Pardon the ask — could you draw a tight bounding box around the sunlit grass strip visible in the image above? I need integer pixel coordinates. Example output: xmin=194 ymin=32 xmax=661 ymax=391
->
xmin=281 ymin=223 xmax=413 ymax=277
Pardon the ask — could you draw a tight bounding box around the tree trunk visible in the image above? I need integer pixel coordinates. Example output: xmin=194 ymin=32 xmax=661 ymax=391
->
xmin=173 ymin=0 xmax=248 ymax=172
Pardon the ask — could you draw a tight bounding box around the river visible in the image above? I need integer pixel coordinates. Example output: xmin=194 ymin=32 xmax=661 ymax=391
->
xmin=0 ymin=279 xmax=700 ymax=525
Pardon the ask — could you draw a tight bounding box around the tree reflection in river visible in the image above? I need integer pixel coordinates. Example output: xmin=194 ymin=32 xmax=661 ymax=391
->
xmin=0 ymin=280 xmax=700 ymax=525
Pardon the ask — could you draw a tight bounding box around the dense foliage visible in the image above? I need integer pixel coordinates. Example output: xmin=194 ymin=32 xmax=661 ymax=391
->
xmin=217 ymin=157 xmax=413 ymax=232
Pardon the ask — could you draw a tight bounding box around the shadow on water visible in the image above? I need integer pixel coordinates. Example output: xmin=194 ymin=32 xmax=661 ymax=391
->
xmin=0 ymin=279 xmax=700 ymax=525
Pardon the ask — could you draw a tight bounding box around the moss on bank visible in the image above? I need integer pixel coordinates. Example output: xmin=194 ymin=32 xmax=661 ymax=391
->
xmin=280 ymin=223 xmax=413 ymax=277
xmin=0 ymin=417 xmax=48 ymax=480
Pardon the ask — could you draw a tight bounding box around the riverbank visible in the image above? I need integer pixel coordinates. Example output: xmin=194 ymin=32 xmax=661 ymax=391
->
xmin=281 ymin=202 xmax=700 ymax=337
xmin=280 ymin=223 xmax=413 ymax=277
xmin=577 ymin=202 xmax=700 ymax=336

• • • •

Rewrite the listing lines between the one holding "the tree reflection" and the one holding "xmin=0 ymin=280 xmax=700 ymax=525", inclusive, keeping the request text as it is and adding 41 to every bounding-box coordinate in the answer.

Pardon the ask — could you draw a tight bounding box around the tree reflection in river visible in the image above? I need integer pixel coordinates. Example output: xmin=194 ymin=32 xmax=661 ymax=391
->
xmin=41 ymin=321 xmax=741 ymax=566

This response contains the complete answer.